*Фрагмент страницы:*

Поскольку мы абстрактно отделяем содержание переживания от его
действительного переживаемого, содержание представляется нам абсолютно
индифферентным к ценности как действительной и утвержденной, даже мысль
о ценности можно отделять от действительной оценки (отношение к ценности
у Риккерта). Но ведь только в себе значимое содержание возможного
переживания-мысли, чтобы стать действительно осуществленным и приобщенным
этим к историческому бытию действительного познания, должно вступить
в существенную связь с действительной оценкой, только как действительная
ценность оно переживается мною, мыслится, т. е. действительно активно
мыслимо в эмоционально-волевом тоне. Ведь оно не падает в мою голову
случайно, как метеор из другого мира, оставаясь там замкнутым и непроницаемым
[1 нрзб.], не вплетенным в единую ткань моего эмоционально-волевого
действенно-живого мышления-переживания как его существенный момент.
Ни одно содержание не было бы реализовано, ни одна мысль не была бы
действительно помыслена, если бы не устанавливалась существенная связь
между содержанием и эмоционально-волевым тоном его, т. е. действительно
утвержденной его ценностью для мыслящего. Активно переживать переживание,
мыслить мысль = значит не быть к нему абсолютно индифферентным, эмоционально-волевым
образом утверждать его. Действительное поступающее мышление есть эмоционально-волевое
мышление, интонирующее мышление, и эта интонация существенно проникает
во все содержательные моменты мысли. Эмоционально-волевой тон обтекает
все смысловое содержание мысли в поступке и относит его к единственному
бытию-событию. Именно эмоционально-волевой тон ориентирует в единственном
бытии, ориентирует в нем и действительно утверждает смысловое содержание.
Но можно пытаться утверждать несущественность, случайность связи между
значимостью смыслового содержания и его эмоционально-волевым тоном для
активно мыслящего. Разве не может быть движущей эмоционально-волевой
силой моего активного мышления славолюбие или [1 нрзб.] жадность [?],
а содержанием этих мыслей = отвлеченно-гносеологические построения?
Разве не носит одна и та же мысль совершенно разные эмоционально-волевые
окраски в различных действительных сознаниях мыслящих эту мысль людей?
Мысль может быть вплетена в ткань моего живого действительного эмоционально-волевого
сознания по соображениям совершенно посторонним и не находящимся ни
в каком необходимом отношении к содержательно-смысловой стороне данной
мысли. Что подобные факты возможны и действительно имеют место, не подлежит
сомнению. Но можно ли отсюда делать вывод о принципиальной несущественности
и случайности этой связи? Это значило бы признать принципиальной случайностью
всю историю культуры по отношению к ею созданному миру объективно-значимого
содержания. (Риккерт и его отнесение (?) ценности к [1 нрзб]). Такую
принципиальную случайность действительно осуществленного смысла едва
ли кто-нибудь стал бы утверждать до конца. В современной философии культуры
совершается попытка установить существенную связь, но изнутри мира культуры.

*Что требуется:*
A. Что, согласно фрагменту о мышлении и эмоционально-волевом тоне, ориентирует в единственном бытии и действительно утверждает смысловое содержание?
B. Допишите фрагмент о мышлении и эмоционально-волевом тоне, начав сразу после его последнего предложения.

*Исходные данные:*
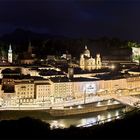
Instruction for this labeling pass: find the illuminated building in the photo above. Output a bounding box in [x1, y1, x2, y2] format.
[15, 79, 35, 103]
[8, 44, 13, 63]
[51, 77, 99, 102]
[132, 47, 140, 63]
[35, 80, 52, 102]
[80, 46, 102, 71]
[20, 42, 35, 65]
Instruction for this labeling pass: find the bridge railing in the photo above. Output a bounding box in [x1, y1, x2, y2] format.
[80, 109, 137, 127]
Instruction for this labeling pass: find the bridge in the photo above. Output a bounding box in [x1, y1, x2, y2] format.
[113, 96, 140, 108]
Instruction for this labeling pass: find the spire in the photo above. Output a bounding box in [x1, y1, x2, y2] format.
[8, 44, 12, 53]
[28, 41, 32, 53]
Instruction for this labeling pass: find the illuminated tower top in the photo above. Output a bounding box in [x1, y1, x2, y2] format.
[8, 44, 12, 53]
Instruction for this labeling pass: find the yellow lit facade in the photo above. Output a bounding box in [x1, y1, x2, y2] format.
[15, 80, 35, 103]
[35, 83, 51, 102]
[80, 46, 102, 71]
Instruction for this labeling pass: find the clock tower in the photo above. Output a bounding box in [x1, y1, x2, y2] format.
[8, 44, 13, 63]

*Ответы:*
A. Эмоционально-волевой тон.

B.
Культурные ценности суть самоценности, и живому сознанию должно приспособиться
к ним, утвердить их для себя, потому что в конечном счете создание (?)
и есть познание. Поскольку я творю эстетически, я тем самым ответственно
признаю ценность эстетического и должен только эксплицитно, действительно
признать его, и этим восстановляется единство мотива и цели, действительного
свершения и его содержательного смысла. Этим путем живое сознание становится
культурным, а культурное воплощается в живом. Человек однажды действительно
утвердил все культурные ценности и теперь является связанным ими. Так,
власть народа, по Гоббсу, осуществляется лишь однажды, в акте отказа
от себя и передачи себя государю, а затем народ становится рабом своего
свободного решения. Практически этот акт первичного решения, утверждения
ценности, конечно, лежит за границей каждого живого сознания, всякое
живое сознание уже преднаходит культурные ценности как данные ему, вся
его активность сводится к признанию их для себя. Признав раз ценность
научной истины во всех [1 нрзб.] научного мышления, я уже подчинен ее
имманентному закону: сказавший а, должен сказать и b,
и с, и так весь алфавит. Кто сказал раз, должен сказать два,
имманентная необходимость ряда его влечет (закон ряда). Это значит:
переживание переживания, эмоционально-волевой тон могут обрести свое
единство только в единстве культуры, вне его они случайны; действительное
сознание, чтобы быть единым, должно отразить в себе систематическое
единство культуры с соответствующим эмоционально-волевым [1 нрзб.],
который по отношению к каждой данной области может быть просто вынесен
за скобку
Подобные воззрения в корне несостоятельны по уже привеенным нами соображениям
по поводу долженствования. Эмоционально-волевой тон, действительная
оценка вовсе не относятся к содержанию как к таковому в его изоляции,
а к нему в его соотнесении со мной в объемлющем нас единственном событии
бытия. Эмоционально-волевое утверждение обретает свой тон не в контексте
культуры, вся культура в целом интегрируется в едином и единственном
контексте жизни, которой я причастен. Интегрируется и культура в целом,
и каждая отдельная мысль, каждый отдельный продукт живого поступка в
единственном индивидуальном контексте действительного событийного мышления.
Эмоционально-волевой тон размыкает замкнутость и себе довление возможного
содержания мысли, приобщает его единому и единственному бытию-событию.
Всякая общезначимая ценность становится действительно значимой только
в индивидуальном контексте.
Эмоционально-волевой тон относится именно ко всему конкретному единственному
единству в его целом, выражает всю полноту состояния-события в данный
момент и в его данности-заданности из меня как его должного участника.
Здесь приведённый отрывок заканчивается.